§ PROBLEM DESCRIPTION: Restate the records below word for word, and omit the images they hold.

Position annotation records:
━━━━━━━━━━━━━━━━━━━━━━━━━━━━━━

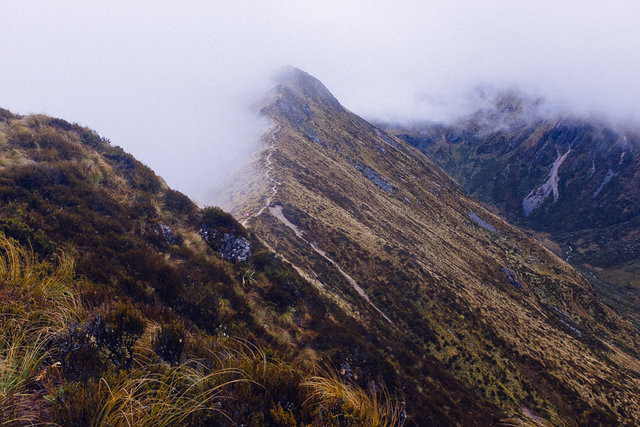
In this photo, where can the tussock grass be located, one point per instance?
(36, 302)
(372, 408)
(166, 398)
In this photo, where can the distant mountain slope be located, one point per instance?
(578, 180)
(123, 303)
(438, 282)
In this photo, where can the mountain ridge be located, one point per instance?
(408, 235)
(575, 179)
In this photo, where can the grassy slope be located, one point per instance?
(596, 227)
(138, 331)
(549, 344)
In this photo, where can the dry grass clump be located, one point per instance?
(36, 301)
(372, 407)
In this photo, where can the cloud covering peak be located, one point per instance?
(171, 82)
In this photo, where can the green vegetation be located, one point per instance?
(114, 311)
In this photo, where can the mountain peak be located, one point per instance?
(293, 81)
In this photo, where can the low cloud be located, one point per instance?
(173, 82)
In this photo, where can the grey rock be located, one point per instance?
(235, 249)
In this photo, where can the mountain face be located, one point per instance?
(479, 321)
(576, 180)
(123, 303)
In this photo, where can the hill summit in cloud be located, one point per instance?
(470, 311)
(573, 178)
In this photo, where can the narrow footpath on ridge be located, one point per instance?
(276, 211)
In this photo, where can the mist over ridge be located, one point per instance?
(173, 83)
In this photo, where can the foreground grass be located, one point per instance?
(222, 381)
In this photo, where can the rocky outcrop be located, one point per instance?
(231, 247)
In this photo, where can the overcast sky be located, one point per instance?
(171, 81)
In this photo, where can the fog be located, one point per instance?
(173, 82)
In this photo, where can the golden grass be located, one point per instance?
(373, 407)
(36, 301)
(167, 398)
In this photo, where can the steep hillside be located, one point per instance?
(123, 303)
(472, 314)
(577, 180)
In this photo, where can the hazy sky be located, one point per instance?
(171, 81)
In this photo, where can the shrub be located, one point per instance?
(168, 342)
(117, 332)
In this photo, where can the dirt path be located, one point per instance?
(276, 211)
(269, 175)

━━━━━━━━━━━━━━━━━━━━━━━━━━━━━━

§ CORRECT RESPONSE:
In this photo, where can the tussock grass be located, one point per instance?
(36, 302)
(372, 408)
(166, 398)
In this photo, where can the distant mountain slope be located, one point per instance?
(578, 180)
(123, 303)
(438, 282)
In this photo, where can the mountain ridge be located, one point per instance?
(408, 235)
(575, 179)
In this photo, where can the grassy slope be located, one point per instance?
(596, 227)
(138, 331)
(549, 344)
In this photo, where can the dry grass clump be located, one point per instance?
(36, 301)
(372, 407)
In this photo, where can the cloud covering peak be located, one point per instance?
(171, 82)
In this photo, where can the green vegetation be located, one point per instance?
(114, 311)
In this photo, where can the mountain peak be located, one point per instance?
(293, 81)
In this photo, where can the low cloud be located, one point per instance?
(173, 82)
In this photo, where can the grey rock be located, one point per instance?
(235, 249)
In this photo, where can the mountain face be located, one point per instance?
(479, 321)
(576, 180)
(123, 303)
In this photo, where can the hill summit in cloud be located, one point per instance?
(470, 311)
(573, 178)
In this photo, where can the narrow footpath on ridge be located, one point per instance?
(276, 211)
In this photo, where can the mist over ridge be located, one point per instance?
(173, 83)
In this photo, where can the foreground grass be located, one point per instance?
(222, 381)
In this photo, where can the rocky outcrop be located, one point per instance?
(231, 247)
In this photo, where can the overcast sky be located, one point per instance?
(171, 81)
In this photo, where can the fog be located, one point per instance?
(173, 82)
In this photo, where can the golden grass be located, one point per instance?
(373, 407)
(36, 301)
(167, 398)
In this photo, where can the steep hillside be located, one point per instance?
(123, 303)
(472, 314)
(577, 180)
In this photo, where can the hazy sky be located, one point per instance?
(171, 81)
In this photo, where can the shrub be located, one point per instance?
(168, 342)
(117, 332)
In this photo, where can the dirt path be located, one point per instance?
(276, 211)
(269, 175)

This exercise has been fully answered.